▶ _Task_: Reproduce word for word the lines of the records below, starting at the line that contains "leg in the photo above." and ending at the line that contains "pixel 108 193", with both of those lines included. Give only those lines.
***** Data for this task
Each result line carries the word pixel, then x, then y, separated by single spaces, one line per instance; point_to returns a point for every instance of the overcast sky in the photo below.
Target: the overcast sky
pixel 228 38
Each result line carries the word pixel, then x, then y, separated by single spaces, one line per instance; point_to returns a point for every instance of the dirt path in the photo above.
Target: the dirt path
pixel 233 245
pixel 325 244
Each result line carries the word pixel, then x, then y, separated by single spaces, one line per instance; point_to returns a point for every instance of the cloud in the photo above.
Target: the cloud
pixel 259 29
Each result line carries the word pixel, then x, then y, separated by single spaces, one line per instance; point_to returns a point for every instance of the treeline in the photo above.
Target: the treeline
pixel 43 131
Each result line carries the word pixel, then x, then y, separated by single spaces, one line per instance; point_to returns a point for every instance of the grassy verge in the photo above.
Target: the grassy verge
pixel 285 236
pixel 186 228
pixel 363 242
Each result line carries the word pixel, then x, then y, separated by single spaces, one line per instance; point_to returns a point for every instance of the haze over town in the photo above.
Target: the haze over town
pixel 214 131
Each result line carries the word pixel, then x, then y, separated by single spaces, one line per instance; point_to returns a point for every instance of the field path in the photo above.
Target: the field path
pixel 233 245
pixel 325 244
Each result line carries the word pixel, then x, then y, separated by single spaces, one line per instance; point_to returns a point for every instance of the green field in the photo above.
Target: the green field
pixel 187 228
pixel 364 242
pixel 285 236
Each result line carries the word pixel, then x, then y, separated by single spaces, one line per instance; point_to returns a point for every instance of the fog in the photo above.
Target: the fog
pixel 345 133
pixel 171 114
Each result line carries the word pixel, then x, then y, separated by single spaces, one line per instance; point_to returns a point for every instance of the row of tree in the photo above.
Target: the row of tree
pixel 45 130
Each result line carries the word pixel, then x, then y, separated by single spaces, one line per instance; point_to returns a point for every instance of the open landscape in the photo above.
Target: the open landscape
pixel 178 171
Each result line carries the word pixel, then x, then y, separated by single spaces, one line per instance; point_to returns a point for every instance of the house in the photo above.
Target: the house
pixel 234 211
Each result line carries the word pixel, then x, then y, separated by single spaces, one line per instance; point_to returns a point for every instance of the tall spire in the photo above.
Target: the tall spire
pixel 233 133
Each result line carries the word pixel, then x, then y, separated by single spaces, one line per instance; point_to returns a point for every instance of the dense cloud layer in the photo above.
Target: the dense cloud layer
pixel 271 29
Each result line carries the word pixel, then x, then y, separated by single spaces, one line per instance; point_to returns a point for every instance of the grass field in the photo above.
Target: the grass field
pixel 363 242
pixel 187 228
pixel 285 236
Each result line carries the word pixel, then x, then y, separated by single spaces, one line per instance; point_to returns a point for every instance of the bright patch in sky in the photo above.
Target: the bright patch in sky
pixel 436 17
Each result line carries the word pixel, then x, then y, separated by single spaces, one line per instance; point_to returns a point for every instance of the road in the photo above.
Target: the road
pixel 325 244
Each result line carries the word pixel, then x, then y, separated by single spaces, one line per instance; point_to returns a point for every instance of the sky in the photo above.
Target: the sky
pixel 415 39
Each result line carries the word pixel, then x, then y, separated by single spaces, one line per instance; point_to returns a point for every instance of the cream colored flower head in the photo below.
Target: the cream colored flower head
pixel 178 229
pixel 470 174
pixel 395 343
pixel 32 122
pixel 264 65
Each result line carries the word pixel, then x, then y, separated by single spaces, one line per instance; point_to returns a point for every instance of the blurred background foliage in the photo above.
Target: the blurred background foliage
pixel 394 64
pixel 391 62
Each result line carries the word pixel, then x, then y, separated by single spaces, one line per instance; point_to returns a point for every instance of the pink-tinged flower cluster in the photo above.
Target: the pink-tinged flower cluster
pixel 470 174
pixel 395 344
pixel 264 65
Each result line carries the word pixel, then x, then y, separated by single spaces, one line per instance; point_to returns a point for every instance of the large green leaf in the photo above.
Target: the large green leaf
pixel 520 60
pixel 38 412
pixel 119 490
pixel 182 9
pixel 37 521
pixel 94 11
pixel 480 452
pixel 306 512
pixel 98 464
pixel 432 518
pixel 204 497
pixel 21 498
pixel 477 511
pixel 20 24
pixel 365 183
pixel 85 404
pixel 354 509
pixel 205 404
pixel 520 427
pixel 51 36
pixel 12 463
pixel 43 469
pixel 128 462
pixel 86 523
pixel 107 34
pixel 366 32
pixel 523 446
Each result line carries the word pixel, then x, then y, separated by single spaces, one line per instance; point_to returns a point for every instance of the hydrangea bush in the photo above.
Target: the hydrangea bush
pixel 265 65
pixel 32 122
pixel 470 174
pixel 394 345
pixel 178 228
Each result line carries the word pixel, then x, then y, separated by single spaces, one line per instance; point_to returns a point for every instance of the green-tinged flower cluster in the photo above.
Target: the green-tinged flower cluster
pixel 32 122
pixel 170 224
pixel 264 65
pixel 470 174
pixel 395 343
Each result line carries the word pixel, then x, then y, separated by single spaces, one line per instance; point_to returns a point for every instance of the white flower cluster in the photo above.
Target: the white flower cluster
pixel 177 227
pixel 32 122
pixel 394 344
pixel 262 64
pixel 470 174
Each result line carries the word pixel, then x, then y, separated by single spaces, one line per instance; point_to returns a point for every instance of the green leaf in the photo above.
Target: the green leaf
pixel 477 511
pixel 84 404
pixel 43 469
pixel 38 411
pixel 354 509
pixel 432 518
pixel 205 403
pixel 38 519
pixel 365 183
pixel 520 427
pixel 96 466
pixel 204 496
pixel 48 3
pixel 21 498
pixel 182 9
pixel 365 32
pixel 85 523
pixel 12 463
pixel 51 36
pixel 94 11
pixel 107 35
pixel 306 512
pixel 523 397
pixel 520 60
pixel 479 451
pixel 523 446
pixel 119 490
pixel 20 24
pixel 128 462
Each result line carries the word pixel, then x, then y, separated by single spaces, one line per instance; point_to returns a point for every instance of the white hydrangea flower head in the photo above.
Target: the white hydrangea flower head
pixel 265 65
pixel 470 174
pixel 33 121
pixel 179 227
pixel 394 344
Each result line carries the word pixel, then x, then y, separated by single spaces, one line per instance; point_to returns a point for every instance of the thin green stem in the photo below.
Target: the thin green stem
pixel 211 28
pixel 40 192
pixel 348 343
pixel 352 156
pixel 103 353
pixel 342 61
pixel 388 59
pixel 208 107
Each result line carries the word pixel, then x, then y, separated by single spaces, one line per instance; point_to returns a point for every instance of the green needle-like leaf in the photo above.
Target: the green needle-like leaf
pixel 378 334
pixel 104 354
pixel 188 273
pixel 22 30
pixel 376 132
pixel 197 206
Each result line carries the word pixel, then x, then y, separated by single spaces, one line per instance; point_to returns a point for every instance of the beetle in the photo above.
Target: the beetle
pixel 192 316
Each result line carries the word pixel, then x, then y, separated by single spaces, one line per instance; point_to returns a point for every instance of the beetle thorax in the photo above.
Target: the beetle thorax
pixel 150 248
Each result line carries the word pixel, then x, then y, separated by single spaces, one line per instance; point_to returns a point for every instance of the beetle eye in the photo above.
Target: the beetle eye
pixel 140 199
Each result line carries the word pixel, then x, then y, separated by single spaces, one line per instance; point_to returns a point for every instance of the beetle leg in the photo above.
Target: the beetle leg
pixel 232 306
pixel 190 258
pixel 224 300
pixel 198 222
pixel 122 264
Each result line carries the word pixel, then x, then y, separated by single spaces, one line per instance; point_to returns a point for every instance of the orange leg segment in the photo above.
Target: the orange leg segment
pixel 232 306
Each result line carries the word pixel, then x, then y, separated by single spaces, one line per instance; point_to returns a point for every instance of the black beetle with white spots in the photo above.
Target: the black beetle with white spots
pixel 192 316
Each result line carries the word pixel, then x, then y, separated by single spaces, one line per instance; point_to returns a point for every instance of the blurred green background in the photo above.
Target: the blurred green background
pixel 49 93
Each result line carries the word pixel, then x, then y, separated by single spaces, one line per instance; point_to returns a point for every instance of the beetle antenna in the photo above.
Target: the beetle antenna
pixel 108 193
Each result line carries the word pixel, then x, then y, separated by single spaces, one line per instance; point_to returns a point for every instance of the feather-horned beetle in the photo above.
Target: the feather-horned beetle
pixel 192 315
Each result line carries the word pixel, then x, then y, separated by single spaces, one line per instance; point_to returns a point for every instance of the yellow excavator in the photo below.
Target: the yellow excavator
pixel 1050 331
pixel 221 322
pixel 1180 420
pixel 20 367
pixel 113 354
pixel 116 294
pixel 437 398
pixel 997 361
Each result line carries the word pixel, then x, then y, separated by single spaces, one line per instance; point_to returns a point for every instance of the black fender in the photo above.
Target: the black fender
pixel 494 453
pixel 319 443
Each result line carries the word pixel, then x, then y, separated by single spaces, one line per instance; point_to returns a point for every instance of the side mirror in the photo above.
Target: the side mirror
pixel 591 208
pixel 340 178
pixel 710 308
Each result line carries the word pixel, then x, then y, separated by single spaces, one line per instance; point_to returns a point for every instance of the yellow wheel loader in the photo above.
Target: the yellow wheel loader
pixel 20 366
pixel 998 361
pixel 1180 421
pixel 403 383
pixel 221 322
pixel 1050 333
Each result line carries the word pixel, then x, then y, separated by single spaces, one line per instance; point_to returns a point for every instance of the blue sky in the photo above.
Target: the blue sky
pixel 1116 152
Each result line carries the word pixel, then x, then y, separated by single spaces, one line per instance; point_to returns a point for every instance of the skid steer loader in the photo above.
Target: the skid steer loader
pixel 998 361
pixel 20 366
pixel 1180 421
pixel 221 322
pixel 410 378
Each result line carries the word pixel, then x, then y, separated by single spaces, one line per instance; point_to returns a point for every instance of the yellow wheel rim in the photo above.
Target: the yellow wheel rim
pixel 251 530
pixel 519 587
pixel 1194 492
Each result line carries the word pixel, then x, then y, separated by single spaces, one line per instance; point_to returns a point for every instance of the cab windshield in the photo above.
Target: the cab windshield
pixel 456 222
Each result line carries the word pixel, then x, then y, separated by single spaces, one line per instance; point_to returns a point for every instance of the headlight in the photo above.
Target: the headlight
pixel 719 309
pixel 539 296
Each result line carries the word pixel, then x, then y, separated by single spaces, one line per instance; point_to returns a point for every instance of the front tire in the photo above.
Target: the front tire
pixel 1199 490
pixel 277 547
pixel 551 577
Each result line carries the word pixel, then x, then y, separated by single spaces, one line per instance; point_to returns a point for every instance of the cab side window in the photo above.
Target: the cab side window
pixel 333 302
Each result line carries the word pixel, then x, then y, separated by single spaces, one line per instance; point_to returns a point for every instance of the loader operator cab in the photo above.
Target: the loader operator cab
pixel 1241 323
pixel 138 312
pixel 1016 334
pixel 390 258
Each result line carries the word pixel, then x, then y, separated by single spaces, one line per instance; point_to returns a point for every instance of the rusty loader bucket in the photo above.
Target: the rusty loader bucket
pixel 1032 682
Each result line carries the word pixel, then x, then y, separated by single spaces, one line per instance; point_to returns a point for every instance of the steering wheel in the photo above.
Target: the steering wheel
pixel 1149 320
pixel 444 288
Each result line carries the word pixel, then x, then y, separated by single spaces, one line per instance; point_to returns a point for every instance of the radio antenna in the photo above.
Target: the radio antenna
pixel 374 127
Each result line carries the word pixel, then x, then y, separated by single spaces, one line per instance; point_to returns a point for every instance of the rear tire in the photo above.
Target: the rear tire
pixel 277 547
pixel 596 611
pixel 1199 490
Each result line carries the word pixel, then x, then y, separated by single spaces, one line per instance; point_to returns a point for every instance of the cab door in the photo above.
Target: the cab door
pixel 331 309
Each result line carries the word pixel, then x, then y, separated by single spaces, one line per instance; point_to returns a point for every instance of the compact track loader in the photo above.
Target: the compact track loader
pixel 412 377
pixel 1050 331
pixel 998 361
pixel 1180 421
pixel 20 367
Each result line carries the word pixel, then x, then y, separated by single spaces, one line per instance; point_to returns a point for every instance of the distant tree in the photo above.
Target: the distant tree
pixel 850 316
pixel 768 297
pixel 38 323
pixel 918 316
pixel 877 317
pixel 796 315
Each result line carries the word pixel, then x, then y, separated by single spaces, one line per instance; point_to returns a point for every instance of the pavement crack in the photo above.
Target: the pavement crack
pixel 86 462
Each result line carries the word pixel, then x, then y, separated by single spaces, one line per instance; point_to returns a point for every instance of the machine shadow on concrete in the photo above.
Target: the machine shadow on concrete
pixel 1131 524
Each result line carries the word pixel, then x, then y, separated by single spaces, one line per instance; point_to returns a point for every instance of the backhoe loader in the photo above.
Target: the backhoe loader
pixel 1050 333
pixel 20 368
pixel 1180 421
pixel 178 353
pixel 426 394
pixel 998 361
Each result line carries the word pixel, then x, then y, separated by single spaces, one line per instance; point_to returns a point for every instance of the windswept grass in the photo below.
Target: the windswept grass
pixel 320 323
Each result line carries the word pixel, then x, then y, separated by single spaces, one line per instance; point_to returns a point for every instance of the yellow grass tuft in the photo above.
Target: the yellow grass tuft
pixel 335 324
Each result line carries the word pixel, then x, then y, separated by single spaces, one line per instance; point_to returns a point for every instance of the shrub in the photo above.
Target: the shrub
**********
▶ _Worked answer_:
Each result line carries the word pixel, then x, then y, separated by single spaces, one line per instance; point_to returns a point for every instance of the beetle leg in the photo above.
Target: the beetle leg
pixel 232 306
pixel 190 258
pixel 224 300
pixel 198 222
pixel 122 264
Each result line carries the word pixel, then x, then y, separated by single spaces, one line per instance; point_to returns a point for every instance of the orange leg segment in the photo above.
Target: the orange leg segment
pixel 232 306
Each result line carries the word pixel, then x, then y, separated by single spaces, one line per instance; point_to returns a point for every instance of the black beetle with white spots in the photo above.
Target: the black beetle with white spots
pixel 192 316
Each result line carries the word pixel, then x, then y, separated by single spaces, one line per instance; point_to returns a point for every instance of the blurred green background in the photo above.
Target: the blurred green background
pixel 49 93
Each result line carries the word pixel, then x, then y, separated by single spaces, one line per instance; point_to returns a point for every instance of the beetle antenna in the photo above.
Target: the beetle antenna
pixel 108 193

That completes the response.